- Task prompt: Please keep to the lines below from the one with "Subject = gold necklace" through the one with "Subject = water bottle", and restate them word for word, ends included.

Items from a data source:

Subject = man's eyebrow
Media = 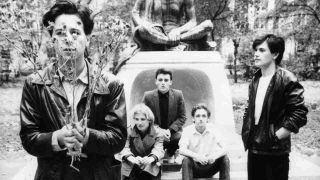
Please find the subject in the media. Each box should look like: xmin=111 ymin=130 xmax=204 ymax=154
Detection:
xmin=53 ymin=28 xmax=63 ymax=31
xmin=70 ymin=27 xmax=81 ymax=31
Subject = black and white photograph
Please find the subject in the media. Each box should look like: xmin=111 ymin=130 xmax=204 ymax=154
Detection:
xmin=0 ymin=0 xmax=319 ymax=179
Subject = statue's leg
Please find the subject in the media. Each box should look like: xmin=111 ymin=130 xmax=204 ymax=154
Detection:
xmin=180 ymin=20 xmax=213 ymax=41
xmin=137 ymin=26 xmax=170 ymax=44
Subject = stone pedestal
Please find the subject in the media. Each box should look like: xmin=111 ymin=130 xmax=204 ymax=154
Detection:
xmin=117 ymin=51 xmax=234 ymax=128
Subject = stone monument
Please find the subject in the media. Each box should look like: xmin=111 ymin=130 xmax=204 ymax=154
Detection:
xmin=117 ymin=51 xmax=235 ymax=128
xmin=132 ymin=0 xmax=214 ymax=51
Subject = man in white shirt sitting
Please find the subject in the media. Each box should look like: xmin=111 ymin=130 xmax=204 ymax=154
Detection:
xmin=179 ymin=104 xmax=230 ymax=180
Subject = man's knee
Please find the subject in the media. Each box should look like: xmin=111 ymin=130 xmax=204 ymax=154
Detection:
xmin=182 ymin=157 xmax=193 ymax=166
xmin=201 ymin=20 xmax=213 ymax=31
xmin=219 ymin=155 xmax=230 ymax=169
xmin=137 ymin=26 xmax=150 ymax=38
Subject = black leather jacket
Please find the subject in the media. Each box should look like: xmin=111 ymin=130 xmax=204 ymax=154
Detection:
xmin=20 ymin=62 xmax=127 ymax=180
xmin=242 ymin=67 xmax=308 ymax=155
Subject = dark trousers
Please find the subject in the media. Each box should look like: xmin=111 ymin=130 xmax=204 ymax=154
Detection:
xmin=248 ymin=151 xmax=289 ymax=180
xmin=182 ymin=156 xmax=230 ymax=180
xmin=164 ymin=131 xmax=181 ymax=156
xmin=122 ymin=164 xmax=161 ymax=180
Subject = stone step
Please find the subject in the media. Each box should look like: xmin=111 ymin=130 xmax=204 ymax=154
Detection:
xmin=161 ymin=171 xmax=247 ymax=180
xmin=162 ymin=156 xmax=247 ymax=172
xmin=161 ymin=151 xmax=320 ymax=180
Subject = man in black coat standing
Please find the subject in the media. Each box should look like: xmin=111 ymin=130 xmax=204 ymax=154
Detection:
xmin=242 ymin=34 xmax=308 ymax=180
xmin=19 ymin=1 xmax=127 ymax=179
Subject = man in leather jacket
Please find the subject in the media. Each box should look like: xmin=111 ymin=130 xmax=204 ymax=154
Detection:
xmin=19 ymin=1 xmax=127 ymax=180
xmin=241 ymin=34 xmax=308 ymax=180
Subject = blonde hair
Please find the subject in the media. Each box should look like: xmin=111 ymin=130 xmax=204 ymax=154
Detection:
xmin=130 ymin=104 xmax=155 ymax=125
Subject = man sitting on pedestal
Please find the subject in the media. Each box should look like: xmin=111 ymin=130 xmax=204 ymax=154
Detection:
xmin=132 ymin=0 xmax=213 ymax=51
xmin=179 ymin=104 xmax=230 ymax=180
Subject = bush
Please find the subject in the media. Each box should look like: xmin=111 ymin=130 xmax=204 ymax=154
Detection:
xmin=282 ymin=54 xmax=320 ymax=80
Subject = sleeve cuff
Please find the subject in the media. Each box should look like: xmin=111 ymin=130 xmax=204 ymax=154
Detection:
xmin=52 ymin=130 xmax=67 ymax=151
xmin=123 ymin=154 xmax=134 ymax=161
xmin=148 ymin=154 xmax=158 ymax=162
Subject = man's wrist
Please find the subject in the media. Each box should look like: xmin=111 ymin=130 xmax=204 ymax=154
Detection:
xmin=148 ymin=154 xmax=158 ymax=162
xmin=52 ymin=130 xmax=66 ymax=151
xmin=123 ymin=154 xmax=134 ymax=161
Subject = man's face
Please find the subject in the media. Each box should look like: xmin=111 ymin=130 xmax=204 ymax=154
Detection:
xmin=52 ymin=14 xmax=88 ymax=62
xmin=134 ymin=113 xmax=149 ymax=133
xmin=193 ymin=108 xmax=209 ymax=129
xmin=254 ymin=41 xmax=277 ymax=68
xmin=155 ymin=74 xmax=172 ymax=93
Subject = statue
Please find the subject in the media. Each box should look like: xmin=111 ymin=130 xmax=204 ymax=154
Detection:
xmin=132 ymin=0 xmax=214 ymax=51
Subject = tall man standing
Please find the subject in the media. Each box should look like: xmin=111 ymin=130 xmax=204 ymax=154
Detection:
xmin=142 ymin=68 xmax=186 ymax=161
xmin=19 ymin=1 xmax=127 ymax=180
xmin=242 ymin=34 xmax=308 ymax=180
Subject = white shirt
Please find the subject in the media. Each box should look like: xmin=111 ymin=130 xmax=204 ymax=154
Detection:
xmin=179 ymin=123 xmax=223 ymax=157
xmin=254 ymin=74 xmax=273 ymax=125
xmin=61 ymin=65 xmax=88 ymax=122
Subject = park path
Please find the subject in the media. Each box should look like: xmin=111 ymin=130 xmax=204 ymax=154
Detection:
xmin=9 ymin=124 xmax=320 ymax=180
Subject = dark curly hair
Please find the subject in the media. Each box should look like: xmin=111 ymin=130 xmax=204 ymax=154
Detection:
xmin=191 ymin=103 xmax=211 ymax=118
xmin=42 ymin=0 xmax=94 ymax=36
xmin=155 ymin=68 xmax=173 ymax=80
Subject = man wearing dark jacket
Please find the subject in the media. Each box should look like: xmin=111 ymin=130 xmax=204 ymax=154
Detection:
xmin=19 ymin=1 xmax=127 ymax=180
xmin=142 ymin=68 xmax=186 ymax=161
xmin=241 ymin=34 xmax=308 ymax=180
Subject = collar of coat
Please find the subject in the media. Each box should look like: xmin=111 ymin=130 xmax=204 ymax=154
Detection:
xmin=130 ymin=125 xmax=157 ymax=138
xmin=129 ymin=125 xmax=157 ymax=156
xmin=253 ymin=66 xmax=297 ymax=81
xmin=28 ymin=59 xmax=116 ymax=95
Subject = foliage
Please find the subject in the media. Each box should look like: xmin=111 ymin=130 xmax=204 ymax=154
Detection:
xmin=0 ymin=0 xmax=53 ymax=74
xmin=274 ymin=0 xmax=320 ymax=25
xmin=237 ymin=34 xmax=258 ymax=80
xmin=193 ymin=0 xmax=255 ymax=82
xmin=282 ymin=54 xmax=320 ymax=80
xmin=227 ymin=0 xmax=255 ymax=83
xmin=194 ymin=0 xmax=232 ymax=39
xmin=86 ymin=15 xmax=129 ymax=122
xmin=91 ymin=13 xmax=132 ymax=74
xmin=270 ymin=0 xmax=320 ymax=80
xmin=101 ymin=0 xmax=135 ymax=24
xmin=90 ymin=0 xmax=135 ymax=74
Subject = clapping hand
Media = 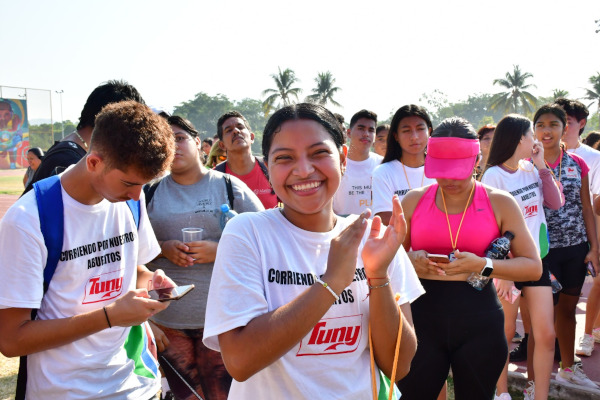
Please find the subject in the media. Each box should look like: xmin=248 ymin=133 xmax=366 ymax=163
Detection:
xmin=362 ymin=195 xmax=406 ymax=277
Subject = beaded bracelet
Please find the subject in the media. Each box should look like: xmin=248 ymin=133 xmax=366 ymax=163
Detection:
xmin=313 ymin=274 xmax=340 ymax=302
xmin=103 ymin=306 xmax=112 ymax=328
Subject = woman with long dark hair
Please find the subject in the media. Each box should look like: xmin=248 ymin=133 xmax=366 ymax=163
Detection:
xmin=533 ymin=104 xmax=599 ymax=389
xmin=482 ymin=114 xmax=562 ymax=400
xmin=203 ymin=103 xmax=423 ymax=399
xmin=396 ymin=117 xmax=542 ymax=399
xmin=372 ymin=105 xmax=436 ymax=225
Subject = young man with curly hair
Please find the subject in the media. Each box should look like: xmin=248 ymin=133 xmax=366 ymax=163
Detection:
xmin=24 ymin=79 xmax=146 ymax=194
xmin=0 ymin=101 xmax=176 ymax=399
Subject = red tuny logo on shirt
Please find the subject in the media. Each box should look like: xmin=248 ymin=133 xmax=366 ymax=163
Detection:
xmin=82 ymin=269 xmax=124 ymax=304
xmin=296 ymin=315 xmax=362 ymax=356
xmin=565 ymin=167 xmax=578 ymax=179
xmin=524 ymin=204 xmax=538 ymax=219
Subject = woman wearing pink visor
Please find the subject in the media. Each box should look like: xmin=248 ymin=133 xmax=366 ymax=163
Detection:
xmin=396 ymin=117 xmax=542 ymax=399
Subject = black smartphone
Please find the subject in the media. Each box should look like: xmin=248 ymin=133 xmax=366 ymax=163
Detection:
xmin=148 ymin=284 xmax=195 ymax=302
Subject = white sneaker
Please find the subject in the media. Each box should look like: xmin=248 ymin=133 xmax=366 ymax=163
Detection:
xmin=557 ymin=364 xmax=599 ymax=389
xmin=494 ymin=393 xmax=511 ymax=400
xmin=576 ymin=334 xmax=594 ymax=356
xmin=593 ymin=328 xmax=600 ymax=343
xmin=523 ymin=381 xmax=534 ymax=400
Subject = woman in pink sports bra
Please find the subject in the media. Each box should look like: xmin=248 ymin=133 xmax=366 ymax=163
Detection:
xmin=395 ymin=117 xmax=542 ymax=400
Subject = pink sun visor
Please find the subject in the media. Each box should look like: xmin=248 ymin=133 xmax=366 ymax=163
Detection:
xmin=424 ymin=137 xmax=480 ymax=180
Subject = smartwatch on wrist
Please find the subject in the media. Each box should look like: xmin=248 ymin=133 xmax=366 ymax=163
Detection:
xmin=480 ymin=257 xmax=493 ymax=277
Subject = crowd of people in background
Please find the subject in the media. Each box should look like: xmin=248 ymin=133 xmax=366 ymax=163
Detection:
xmin=1 ymin=79 xmax=600 ymax=400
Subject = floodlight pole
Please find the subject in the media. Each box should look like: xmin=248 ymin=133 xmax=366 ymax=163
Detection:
xmin=56 ymin=90 xmax=64 ymax=138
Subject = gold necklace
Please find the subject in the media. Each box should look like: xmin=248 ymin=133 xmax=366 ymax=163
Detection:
xmin=401 ymin=160 xmax=425 ymax=189
xmin=544 ymin=149 xmax=563 ymax=183
xmin=74 ymin=131 xmax=88 ymax=149
xmin=503 ymin=160 xmax=535 ymax=173
xmin=502 ymin=162 xmax=518 ymax=171
xmin=440 ymin=180 xmax=476 ymax=250
xmin=519 ymin=162 xmax=535 ymax=172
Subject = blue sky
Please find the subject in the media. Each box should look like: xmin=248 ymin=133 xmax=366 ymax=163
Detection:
xmin=1 ymin=0 xmax=599 ymax=127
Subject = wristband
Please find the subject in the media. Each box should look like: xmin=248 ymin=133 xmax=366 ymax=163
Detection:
xmin=313 ymin=274 xmax=340 ymax=302
xmin=367 ymin=278 xmax=391 ymax=290
xmin=103 ymin=306 xmax=112 ymax=328
xmin=367 ymin=276 xmax=389 ymax=287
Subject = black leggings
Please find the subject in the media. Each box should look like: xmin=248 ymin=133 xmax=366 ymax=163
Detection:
xmin=397 ymin=279 xmax=507 ymax=400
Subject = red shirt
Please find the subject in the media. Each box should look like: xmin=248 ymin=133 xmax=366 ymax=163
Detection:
xmin=226 ymin=160 xmax=279 ymax=209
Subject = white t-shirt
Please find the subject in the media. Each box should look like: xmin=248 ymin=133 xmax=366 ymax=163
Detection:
xmin=0 ymin=181 xmax=161 ymax=400
xmin=372 ymin=160 xmax=436 ymax=215
xmin=481 ymin=161 xmax=549 ymax=258
xmin=203 ymin=208 xmax=424 ymax=400
xmin=568 ymin=142 xmax=600 ymax=195
xmin=333 ymin=152 xmax=383 ymax=215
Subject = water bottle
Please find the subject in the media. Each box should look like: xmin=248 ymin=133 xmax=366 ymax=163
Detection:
xmin=467 ymin=231 xmax=514 ymax=290
xmin=219 ymin=204 xmax=238 ymax=230
xmin=549 ymin=272 xmax=563 ymax=294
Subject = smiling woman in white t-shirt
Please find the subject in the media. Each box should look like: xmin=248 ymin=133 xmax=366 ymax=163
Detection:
xmin=203 ymin=103 xmax=424 ymax=400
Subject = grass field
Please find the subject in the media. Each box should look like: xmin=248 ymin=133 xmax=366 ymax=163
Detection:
xmin=0 ymin=353 xmax=18 ymax=400
xmin=0 ymin=174 xmax=25 ymax=195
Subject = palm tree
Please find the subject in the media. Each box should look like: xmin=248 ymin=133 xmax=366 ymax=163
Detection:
xmin=262 ymin=67 xmax=302 ymax=111
xmin=552 ymin=89 xmax=570 ymax=100
xmin=305 ymin=71 xmax=342 ymax=107
xmin=490 ymin=65 xmax=538 ymax=115
xmin=584 ymin=72 xmax=600 ymax=128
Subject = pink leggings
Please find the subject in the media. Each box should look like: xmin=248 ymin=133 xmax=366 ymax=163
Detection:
xmin=157 ymin=324 xmax=232 ymax=400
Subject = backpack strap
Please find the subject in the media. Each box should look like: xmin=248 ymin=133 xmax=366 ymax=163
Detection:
xmin=224 ymin=174 xmax=234 ymax=209
xmin=255 ymin=157 xmax=274 ymax=194
xmin=214 ymin=161 xmax=227 ymax=173
xmin=16 ymin=178 xmax=141 ymax=400
xmin=17 ymin=176 xmax=65 ymax=400
xmin=33 ymin=176 xmax=64 ymax=287
xmin=143 ymin=179 xmax=162 ymax=207
xmin=126 ymin=199 xmax=140 ymax=229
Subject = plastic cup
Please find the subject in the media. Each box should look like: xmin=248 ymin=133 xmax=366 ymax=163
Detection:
xmin=182 ymin=227 xmax=203 ymax=243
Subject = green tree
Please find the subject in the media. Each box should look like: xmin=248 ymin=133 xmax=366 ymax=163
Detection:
xmin=305 ymin=71 xmax=341 ymax=107
xmin=174 ymin=92 xmax=234 ymax=137
xmin=421 ymin=92 xmax=505 ymax=128
xmin=552 ymin=89 xmax=570 ymax=100
xmin=584 ymin=73 xmax=600 ymax=129
xmin=584 ymin=113 xmax=599 ymax=135
xmin=419 ymin=89 xmax=449 ymax=117
xmin=231 ymin=98 xmax=268 ymax=154
xmin=490 ymin=65 xmax=538 ymax=115
xmin=262 ymin=67 xmax=302 ymax=112
xmin=173 ymin=93 xmax=267 ymax=154
xmin=29 ymin=124 xmax=54 ymax=150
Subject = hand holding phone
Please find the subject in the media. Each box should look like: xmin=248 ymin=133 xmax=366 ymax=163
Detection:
xmin=588 ymin=262 xmax=597 ymax=278
xmin=148 ymin=284 xmax=195 ymax=302
xmin=427 ymin=254 xmax=450 ymax=264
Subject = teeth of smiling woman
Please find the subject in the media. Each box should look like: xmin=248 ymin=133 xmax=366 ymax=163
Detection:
xmin=292 ymin=182 xmax=321 ymax=191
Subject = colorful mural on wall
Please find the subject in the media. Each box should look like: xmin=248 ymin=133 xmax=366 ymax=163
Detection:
xmin=0 ymin=98 xmax=29 ymax=169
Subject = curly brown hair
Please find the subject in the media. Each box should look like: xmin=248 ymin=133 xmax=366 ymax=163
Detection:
xmin=90 ymin=100 xmax=175 ymax=179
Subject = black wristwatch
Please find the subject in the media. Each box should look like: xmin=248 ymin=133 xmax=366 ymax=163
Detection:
xmin=480 ymin=257 xmax=493 ymax=277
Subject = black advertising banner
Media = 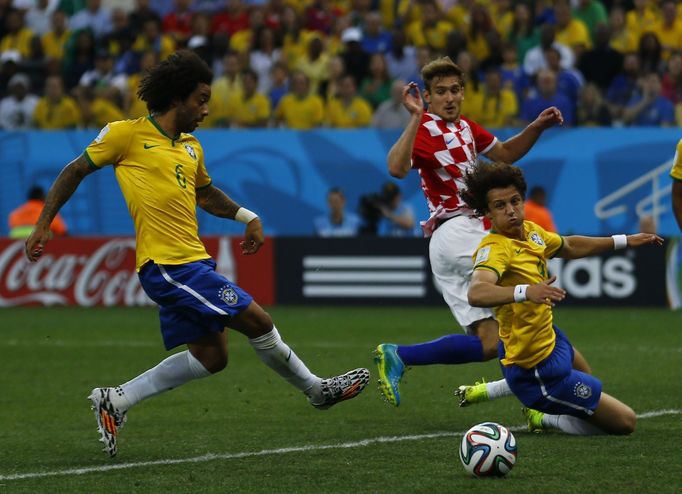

- Solution to this exercise:
Subject = gold necklace
Please find the subject in the media. Each box should look like: xmin=248 ymin=133 xmax=366 ymax=163
Detection:
xmin=401 ymin=160 xmax=425 ymax=189
xmin=544 ymin=149 xmax=563 ymax=183
xmin=74 ymin=131 xmax=88 ymax=149
xmin=503 ymin=160 xmax=535 ymax=173
xmin=502 ymin=162 xmax=518 ymax=171
xmin=440 ymin=180 xmax=476 ymax=250
xmin=519 ymin=162 xmax=535 ymax=172
Subject = blue sky
Please find the subject in the media. Each box should look like: xmin=248 ymin=133 xmax=366 ymax=163
Detection:
xmin=1 ymin=0 xmax=599 ymax=127
Subject = wristband
Please find the subject in the media. Each box should look like: xmin=248 ymin=133 xmax=366 ymax=163
Detection:
xmin=313 ymin=274 xmax=340 ymax=302
xmin=367 ymin=278 xmax=391 ymax=290
xmin=103 ymin=306 xmax=112 ymax=328
xmin=367 ymin=276 xmax=389 ymax=287
Subject = black leggings
Please find the subject in the media. Each box should look like: xmin=248 ymin=133 xmax=366 ymax=163
Detection:
xmin=397 ymin=279 xmax=507 ymax=400
Subject = red shirt
Please find the subject in the media. Each box should look like: xmin=248 ymin=133 xmax=366 ymax=163
Detection:
xmin=226 ymin=160 xmax=279 ymax=209
Subject = white t-shirt
Please find the subject in the media. Each box should look like: xmin=248 ymin=133 xmax=366 ymax=163
Detection:
xmin=0 ymin=181 xmax=161 ymax=400
xmin=372 ymin=160 xmax=436 ymax=215
xmin=481 ymin=161 xmax=549 ymax=258
xmin=203 ymin=208 xmax=424 ymax=400
xmin=568 ymin=142 xmax=600 ymax=195
xmin=333 ymin=152 xmax=383 ymax=215
Subject = water bottle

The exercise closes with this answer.